Word for word, copy every line of the data.

Saved entries:
● ● ● ● ● ● ●
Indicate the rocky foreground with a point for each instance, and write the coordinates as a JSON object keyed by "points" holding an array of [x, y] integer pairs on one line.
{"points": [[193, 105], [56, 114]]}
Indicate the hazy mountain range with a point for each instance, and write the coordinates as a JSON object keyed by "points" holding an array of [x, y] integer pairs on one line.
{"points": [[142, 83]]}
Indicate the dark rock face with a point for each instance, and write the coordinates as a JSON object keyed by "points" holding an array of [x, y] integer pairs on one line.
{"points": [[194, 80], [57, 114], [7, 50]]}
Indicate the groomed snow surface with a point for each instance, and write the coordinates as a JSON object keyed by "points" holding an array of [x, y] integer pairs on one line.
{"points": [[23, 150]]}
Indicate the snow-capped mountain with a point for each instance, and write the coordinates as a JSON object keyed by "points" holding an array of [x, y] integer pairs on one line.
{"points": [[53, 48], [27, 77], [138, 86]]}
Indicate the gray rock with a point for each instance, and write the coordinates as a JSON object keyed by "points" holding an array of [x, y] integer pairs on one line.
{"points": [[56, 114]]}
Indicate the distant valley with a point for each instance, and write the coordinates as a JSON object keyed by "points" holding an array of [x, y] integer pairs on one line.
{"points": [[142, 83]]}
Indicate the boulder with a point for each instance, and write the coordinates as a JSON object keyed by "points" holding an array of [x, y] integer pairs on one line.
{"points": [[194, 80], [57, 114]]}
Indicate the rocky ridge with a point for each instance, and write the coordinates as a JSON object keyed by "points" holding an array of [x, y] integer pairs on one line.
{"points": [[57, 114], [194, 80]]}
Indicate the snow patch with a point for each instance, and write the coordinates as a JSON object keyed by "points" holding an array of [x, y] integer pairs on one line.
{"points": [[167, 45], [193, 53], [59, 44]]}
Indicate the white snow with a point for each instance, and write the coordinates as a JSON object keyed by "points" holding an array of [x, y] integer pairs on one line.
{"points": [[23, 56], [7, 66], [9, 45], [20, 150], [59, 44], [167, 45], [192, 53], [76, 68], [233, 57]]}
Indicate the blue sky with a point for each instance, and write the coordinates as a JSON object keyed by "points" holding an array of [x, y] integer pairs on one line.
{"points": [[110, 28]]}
● ● ● ● ● ● ●
_Answer to the problem_.
Indicate the rocky foreground with a point for each instance, and write the coordinates as a JSON object keyed by "points" holding an array of [x, y] integer pairs on one line.
{"points": [[193, 105], [56, 114]]}
Indicate the hazy mountain range with a point for each instance, and write the coordinates as a JSON object keyed by "points" holding an array of [x, y] integer pairs on one line.
{"points": [[142, 83]]}
Indicate the dark rock face with a point for each instance, and write the coordinates as a JSON object keyed by "points" holding an array of [x, y] integer pairs on one line.
{"points": [[194, 80], [57, 114], [7, 50]]}
Indicate the groomed snow surface with a point for each instance, and write the coordinates as a JSON object keyed by "points" holding an array of [x, y] integer pairs on one line.
{"points": [[23, 150]]}
Indicate the snow-capped mountain with a point for each instance, and write the coordinates as a JSON object keyed by "points" holding an array of [x, y] integer pairs on one line.
{"points": [[53, 48], [27, 77], [138, 86]]}
Indicate the gray rock with a point for each instance, and write the coordinates as a JSON object keyed by "points" holding an array of [x, y] integer pairs on one line.
{"points": [[56, 114]]}
Indicate the distant valley with a point for each instance, and write the coordinates as a JSON object keyed by "points" holding an array of [x, y] integer pairs on one line.
{"points": [[142, 83]]}
Indicate the boulder with a point for each instance, and write the coordinates as a JSON object keyed by "points" holding an array of [x, y] integer pairs on one line.
{"points": [[194, 80], [57, 114]]}
Indicate the rocky ridge with a point for each instance, and write the coordinates as a JSON object keyed by "points" holding an array of [x, y] integer pairs on one line.
{"points": [[57, 114], [194, 80]]}
Indicate the snow patch with a point for each instance, and write the coordinates as a JSON object keyed by "points" holding an array of [x, y] integer pairs on one line.
{"points": [[167, 45], [193, 53], [59, 44]]}
Indicate the white snow with a point for each instance, and write the coordinates as a JSON object keyed by "points" holding an array of [x, y] integer pairs on one line.
{"points": [[23, 56], [7, 66], [9, 45], [20, 150], [59, 44], [167, 45], [192, 53], [76, 68], [233, 57]]}
Indicate the blue sky with a point for each instance, and write the coordinates as a JSON object keyed by "points" holding an array of [x, y] integer pairs on one line.
{"points": [[110, 28]]}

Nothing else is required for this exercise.